▶ _Task statement_
Each record below is to be set down again precisely.

▶ _Dataset entries_
=======

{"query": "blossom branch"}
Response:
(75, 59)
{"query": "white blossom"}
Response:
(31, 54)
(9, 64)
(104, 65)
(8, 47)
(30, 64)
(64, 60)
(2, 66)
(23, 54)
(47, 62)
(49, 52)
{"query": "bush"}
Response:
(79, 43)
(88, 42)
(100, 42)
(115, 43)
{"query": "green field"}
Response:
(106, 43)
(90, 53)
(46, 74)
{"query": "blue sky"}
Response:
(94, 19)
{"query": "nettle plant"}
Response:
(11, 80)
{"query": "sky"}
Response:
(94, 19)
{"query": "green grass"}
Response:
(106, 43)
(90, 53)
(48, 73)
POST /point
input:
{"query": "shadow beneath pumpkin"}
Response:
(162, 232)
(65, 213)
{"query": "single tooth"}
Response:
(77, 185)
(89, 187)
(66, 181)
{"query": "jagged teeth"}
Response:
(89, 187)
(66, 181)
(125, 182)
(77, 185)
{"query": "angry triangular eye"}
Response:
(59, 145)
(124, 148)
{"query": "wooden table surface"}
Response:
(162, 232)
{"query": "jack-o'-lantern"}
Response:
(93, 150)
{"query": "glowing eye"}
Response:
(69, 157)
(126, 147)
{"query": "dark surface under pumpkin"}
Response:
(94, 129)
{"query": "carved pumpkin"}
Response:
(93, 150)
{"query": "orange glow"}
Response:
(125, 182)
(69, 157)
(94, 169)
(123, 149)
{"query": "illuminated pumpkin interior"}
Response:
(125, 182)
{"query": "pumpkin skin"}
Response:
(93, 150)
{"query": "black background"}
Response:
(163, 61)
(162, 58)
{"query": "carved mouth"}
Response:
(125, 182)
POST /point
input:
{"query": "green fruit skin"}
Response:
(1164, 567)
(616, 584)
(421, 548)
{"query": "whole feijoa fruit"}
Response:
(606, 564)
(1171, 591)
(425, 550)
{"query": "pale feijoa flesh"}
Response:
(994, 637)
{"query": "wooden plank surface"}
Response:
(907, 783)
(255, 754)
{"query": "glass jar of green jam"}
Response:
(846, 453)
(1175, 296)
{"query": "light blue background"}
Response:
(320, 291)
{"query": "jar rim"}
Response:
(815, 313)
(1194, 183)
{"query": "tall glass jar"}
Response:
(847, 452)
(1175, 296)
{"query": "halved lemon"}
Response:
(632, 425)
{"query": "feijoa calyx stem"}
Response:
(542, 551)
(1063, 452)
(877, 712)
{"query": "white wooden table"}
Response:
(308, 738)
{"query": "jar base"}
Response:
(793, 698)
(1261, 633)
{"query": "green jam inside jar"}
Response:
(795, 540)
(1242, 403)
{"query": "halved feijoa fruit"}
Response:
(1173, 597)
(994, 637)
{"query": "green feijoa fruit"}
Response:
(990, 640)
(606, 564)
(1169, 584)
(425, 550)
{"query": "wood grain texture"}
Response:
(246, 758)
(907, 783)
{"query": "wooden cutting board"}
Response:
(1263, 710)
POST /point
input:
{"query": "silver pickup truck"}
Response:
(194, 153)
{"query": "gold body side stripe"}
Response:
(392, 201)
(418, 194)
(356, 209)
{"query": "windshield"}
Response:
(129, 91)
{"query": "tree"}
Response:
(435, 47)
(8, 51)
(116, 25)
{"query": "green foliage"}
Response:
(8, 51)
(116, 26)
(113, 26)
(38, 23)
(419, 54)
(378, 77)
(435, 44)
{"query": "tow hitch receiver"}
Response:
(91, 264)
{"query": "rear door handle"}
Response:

=======

▶ _Output for this task_
{"query": "blossom branch"}
Response:
(75, 59)
{"query": "white blossom"}
Response:
(31, 54)
(9, 64)
(104, 65)
(8, 47)
(30, 64)
(64, 60)
(2, 66)
(23, 54)
(47, 62)
(49, 52)
{"query": "bush"}
Response:
(79, 43)
(88, 42)
(100, 42)
(115, 43)
{"query": "green field"}
Response:
(106, 43)
(90, 53)
(46, 74)
{"query": "blue sky"}
Response:
(94, 19)
{"query": "nettle plant"}
Response:
(11, 80)
{"query": "sky"}
Response:
(94, 19)
{"query": "green grass"}
Response:
(106, 43)
(90, 53)
(48, 73)
POST /point
input:
{"query": "shadow beneath pumpkin"}
Response:
(162, 232)
(65, 213)
{"query": "single tooth"}
Response:
(77, 185)
(89, 187)
(66, 181)
{"query": "jagged teeth"}
Response:
(89, 187)
(66, 181)
(125, 182)
(77, 185)
{"query": "angry triangular eye"}
Response:
(59, 145)
(124, 148)
{"query": "wooden table surface"}
Response:
(162, 232)
{"query": "jack-o'-lantern"}
Response:
(93, 150)
{"query": "glowing eye"}
Response:
(69, 157)
(126, 147)
{"query": "dark surface under pumpkin"}
Response:
(94, 129)
{"query": "carved pumpkin"}
Response:
(93, 150)
{"query": "orange glow"}
Response:
(125, 182)
(69, 157)
(94, 169)
(123, 149)
{"query": "illuminated pumpkin interior"}
Response:
(125, 182)
{"query": "pumpkin skin"}
Response:
(93, 150)
{"query": "black background"}
Response:
(163, 61)
(162, 58)
{"query": "carved mouth"}
Response:
(125, 182)
POST /point
input:
{"query": "green fruit skin"}
Response:
(1164, 567)
(616, 584)
(421, 548)
{"query": "whole feijoa fruit"}
Response:
(606, 564)
(1171, 591)
(425, 550)
{"query": "pale feijoa flesh"}
Response:
(994, 637)
{"query": "wooden plank surface"}
Response:
(907, 783)
(255, 754)
{"query": "glass jar of green jam"}
Response:
(846, 453)
(1175, 296)
{"query": "light blue background"}
Response:
(320, 291)
{"query": "jar rim"}
Response:
(815, 313)
(1194, 183)
{"query": "tall glass jar"}
Response:
(847, 452)
(1175, 296)
{"query": "halved lemon"}
Response:
(632, 425)
{"query": "feijoa calyx stem"}
Response:
(542, 551)
(1063, 452)
(877, 712)
{"query": "white wooden table"}
Response:
(308, 738)
{"query": "jar base"}
Response:
(793, 698)
(1261, 633)
{"query": "green jam inside jar"}
Response:
(795, 540)
(1242, 403)
{"query": "halved feijoa fruit"}
Response:
(1173, 597)
(994, 637)
{"query": "green feijoa fruit"}
Response:
(990, 640)
(606, 564)
(1169, 584)
(425, 550)
{"query": "wood grain texture"}
Response:
(246, 758)
(907, 783)
{"query": "wooden cutting board"}
Response:
(1263, 710)
POST /point
input:
{"query": "silver pickup truck"}
Response:
(194, 153)
{"query": "gold body side stripe"}
Response:
(392, 201)
(418, 194)
(356, 209)
{"query": "windshield"}
Response:
(129, 91)
{"query": "tree"}
Response:
(435, 47)
(8, 51)
(116, 25)
{"query": "green foliage"}
Response:
(8, 51)
(116, 26)
(113, 26)
(38, 23)
(419, 54)
(378, 77)
(435, 44)
{"query": "tow hitch receiver"}
Response:
(91, 264)
{"query": "rear door handle"}
Response:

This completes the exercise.